== Tarefa A ==
Transcreva do texto sobre Amor à Vida o trecho que começa nas palavras que contêm "A atual novela" e termina em "dá até enjoo.".
== Tarefa B ==
No texto sobre Amor à Vida, por que ser a recordista de clichês dessa novela "não é pouco"?

A atual novela das 9, Amor à Vida, tem de tudo um pouco. Tem vilão gay. Tem mocinhos gays. Tem mocinha boba. Tem criança perdida/encontrada/roubada/misturada/disputada. Tem a menina bonita doente. Tem o moço bonito malvado. Tem médica que mente, ex-chacrete que vende cachorro quente e periguete engraçada. E tem também uma gordinha recordista de clichês, o que não é pouco se a gente pensar que essa novela é tão cheia de clichês que dá até enjoo.
A personagem é Perséfone, interpretada por Fabiana Karla. A tal Perséfone é enfermeira, virgem, dirige um Fusca, veste roupas que provavelmente herdou da avó ou de uma tia bem velhinha e, mais que tudo, é carente. Daquele tipo de carência que sai pelos poros, escorre pelo rosto, mancha a gola da blusa e amarela qualquer tecido. A luta atual da moça é para perder a virgindade, o que tem se demonstrado uma tarefa absurdamente difícil. Ninguém quer a Perséfone, embora ela seja uma menina tão inteligente, generosa, simpática, carinhosa e alegre.

== Dados registrados ==
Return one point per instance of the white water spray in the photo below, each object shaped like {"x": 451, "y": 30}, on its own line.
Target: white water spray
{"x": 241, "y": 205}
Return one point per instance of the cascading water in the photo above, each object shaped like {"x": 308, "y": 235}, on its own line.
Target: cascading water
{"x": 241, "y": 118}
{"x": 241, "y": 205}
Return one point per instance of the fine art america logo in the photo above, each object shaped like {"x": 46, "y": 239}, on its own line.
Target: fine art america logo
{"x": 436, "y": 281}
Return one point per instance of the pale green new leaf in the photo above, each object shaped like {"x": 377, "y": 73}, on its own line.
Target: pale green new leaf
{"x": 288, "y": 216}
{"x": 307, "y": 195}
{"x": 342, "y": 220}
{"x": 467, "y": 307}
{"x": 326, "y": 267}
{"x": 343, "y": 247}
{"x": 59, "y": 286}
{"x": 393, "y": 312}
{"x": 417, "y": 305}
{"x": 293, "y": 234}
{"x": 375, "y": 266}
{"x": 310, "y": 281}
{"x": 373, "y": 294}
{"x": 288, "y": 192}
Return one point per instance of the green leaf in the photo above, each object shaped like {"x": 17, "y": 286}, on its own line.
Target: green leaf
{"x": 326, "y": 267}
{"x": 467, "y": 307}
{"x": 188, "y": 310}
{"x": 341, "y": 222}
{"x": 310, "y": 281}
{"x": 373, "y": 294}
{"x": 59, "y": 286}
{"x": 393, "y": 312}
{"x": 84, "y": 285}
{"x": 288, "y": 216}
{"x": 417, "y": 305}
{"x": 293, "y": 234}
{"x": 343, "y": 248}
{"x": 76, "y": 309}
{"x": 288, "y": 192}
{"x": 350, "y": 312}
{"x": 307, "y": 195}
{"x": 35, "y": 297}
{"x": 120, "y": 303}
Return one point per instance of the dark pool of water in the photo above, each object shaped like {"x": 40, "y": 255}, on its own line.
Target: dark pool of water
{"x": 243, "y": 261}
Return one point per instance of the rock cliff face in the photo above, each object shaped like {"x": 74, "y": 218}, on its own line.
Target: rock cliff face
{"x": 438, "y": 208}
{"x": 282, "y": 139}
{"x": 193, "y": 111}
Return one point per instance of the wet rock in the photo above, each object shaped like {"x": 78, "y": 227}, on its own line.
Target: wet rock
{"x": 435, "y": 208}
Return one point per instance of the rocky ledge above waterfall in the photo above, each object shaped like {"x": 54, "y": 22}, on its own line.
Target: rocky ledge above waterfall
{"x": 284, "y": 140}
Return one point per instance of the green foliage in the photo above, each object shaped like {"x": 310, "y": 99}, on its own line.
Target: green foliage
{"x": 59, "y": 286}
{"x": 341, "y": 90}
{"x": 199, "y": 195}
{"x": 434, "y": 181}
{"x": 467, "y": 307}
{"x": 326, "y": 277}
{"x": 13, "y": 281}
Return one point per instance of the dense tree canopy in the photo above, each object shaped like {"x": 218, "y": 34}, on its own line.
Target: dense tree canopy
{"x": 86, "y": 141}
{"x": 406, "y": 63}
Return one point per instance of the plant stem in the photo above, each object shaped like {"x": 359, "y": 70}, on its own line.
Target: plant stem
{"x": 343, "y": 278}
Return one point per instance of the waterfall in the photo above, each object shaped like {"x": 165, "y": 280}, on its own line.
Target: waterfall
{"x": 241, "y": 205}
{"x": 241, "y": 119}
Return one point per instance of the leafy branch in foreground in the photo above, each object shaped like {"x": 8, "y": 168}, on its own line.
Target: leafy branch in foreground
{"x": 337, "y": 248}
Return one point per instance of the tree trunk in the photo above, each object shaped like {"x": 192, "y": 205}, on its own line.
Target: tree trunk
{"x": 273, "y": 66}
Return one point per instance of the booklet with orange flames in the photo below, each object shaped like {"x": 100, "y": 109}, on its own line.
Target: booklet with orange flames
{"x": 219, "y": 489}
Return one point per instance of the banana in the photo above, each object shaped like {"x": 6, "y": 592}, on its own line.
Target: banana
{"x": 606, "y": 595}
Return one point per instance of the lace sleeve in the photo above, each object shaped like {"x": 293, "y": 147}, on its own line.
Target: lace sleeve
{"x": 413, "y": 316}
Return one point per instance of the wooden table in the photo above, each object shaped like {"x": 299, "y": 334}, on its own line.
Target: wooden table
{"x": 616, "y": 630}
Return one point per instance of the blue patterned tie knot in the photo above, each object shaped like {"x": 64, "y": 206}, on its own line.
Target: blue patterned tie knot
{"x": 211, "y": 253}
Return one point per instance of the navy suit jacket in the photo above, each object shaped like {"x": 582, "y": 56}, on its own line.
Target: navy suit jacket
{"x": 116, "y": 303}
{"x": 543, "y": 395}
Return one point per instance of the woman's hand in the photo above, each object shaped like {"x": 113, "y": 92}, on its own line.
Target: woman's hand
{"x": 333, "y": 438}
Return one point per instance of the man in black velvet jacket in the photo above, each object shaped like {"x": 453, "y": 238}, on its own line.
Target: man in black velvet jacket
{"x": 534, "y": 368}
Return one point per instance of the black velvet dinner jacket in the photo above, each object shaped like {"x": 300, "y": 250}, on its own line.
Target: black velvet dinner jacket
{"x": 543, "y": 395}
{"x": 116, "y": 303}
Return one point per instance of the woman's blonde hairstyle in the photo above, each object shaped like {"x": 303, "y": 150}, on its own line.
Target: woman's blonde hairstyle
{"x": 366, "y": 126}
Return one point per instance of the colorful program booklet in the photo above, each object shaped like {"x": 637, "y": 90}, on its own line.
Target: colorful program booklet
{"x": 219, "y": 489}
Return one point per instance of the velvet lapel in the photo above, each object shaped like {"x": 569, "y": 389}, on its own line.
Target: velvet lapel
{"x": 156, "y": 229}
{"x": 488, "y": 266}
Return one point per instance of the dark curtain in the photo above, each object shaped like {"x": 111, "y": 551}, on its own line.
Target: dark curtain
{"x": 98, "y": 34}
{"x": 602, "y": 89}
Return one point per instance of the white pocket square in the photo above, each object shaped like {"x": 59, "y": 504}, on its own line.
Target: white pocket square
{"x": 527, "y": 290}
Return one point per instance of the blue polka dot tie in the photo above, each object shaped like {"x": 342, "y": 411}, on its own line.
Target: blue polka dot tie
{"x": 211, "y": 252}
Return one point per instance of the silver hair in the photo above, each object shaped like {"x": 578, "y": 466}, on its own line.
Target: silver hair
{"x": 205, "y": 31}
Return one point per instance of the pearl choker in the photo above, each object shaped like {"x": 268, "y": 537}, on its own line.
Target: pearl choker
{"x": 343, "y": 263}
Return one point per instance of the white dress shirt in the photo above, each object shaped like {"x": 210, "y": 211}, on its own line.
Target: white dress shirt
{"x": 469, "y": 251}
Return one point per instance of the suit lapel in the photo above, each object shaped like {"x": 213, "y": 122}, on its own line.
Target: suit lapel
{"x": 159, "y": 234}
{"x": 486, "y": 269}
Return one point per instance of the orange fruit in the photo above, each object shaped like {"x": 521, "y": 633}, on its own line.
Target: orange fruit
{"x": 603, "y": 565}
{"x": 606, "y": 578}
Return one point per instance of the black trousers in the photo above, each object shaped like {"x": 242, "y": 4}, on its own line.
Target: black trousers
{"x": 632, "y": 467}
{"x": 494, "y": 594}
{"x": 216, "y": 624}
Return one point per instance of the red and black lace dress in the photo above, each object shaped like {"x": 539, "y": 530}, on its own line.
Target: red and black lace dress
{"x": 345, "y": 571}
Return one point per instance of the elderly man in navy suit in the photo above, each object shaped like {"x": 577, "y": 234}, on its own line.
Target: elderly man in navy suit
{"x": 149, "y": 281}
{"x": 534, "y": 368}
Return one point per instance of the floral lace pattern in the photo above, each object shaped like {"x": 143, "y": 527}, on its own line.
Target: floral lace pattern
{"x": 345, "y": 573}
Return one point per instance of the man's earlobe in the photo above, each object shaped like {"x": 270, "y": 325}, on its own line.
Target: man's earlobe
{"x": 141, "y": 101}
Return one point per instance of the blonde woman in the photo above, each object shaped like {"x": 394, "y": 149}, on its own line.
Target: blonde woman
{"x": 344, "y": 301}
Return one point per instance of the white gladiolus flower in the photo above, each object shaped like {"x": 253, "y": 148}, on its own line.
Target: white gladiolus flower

== Resposta A ==
A atual novela das 9, Amor à Vida, tem de tudo um pouco. Tem vilão gay. Tem mocinhos gays. Tem mocinha boba. Tem criança perdida/encontrada/roubada/misturada/disputada. Tem a menina bonita doente. Tem o moço bonito malvado. Tem médica que mente, ex-chacrete que vende cachorro quente e periguete engraçada. E tem também uma gordinha recordista de clichês, o que não é pouco se a gente pensar que essa novela é tão cheia de clichês que dá até enjoo.

== Resposta B ==
Porque a novela é tão cheia de clichês que dá até enjoo. Destacar-se como recordista em meio a tantos deles é, portanto, muita coisa.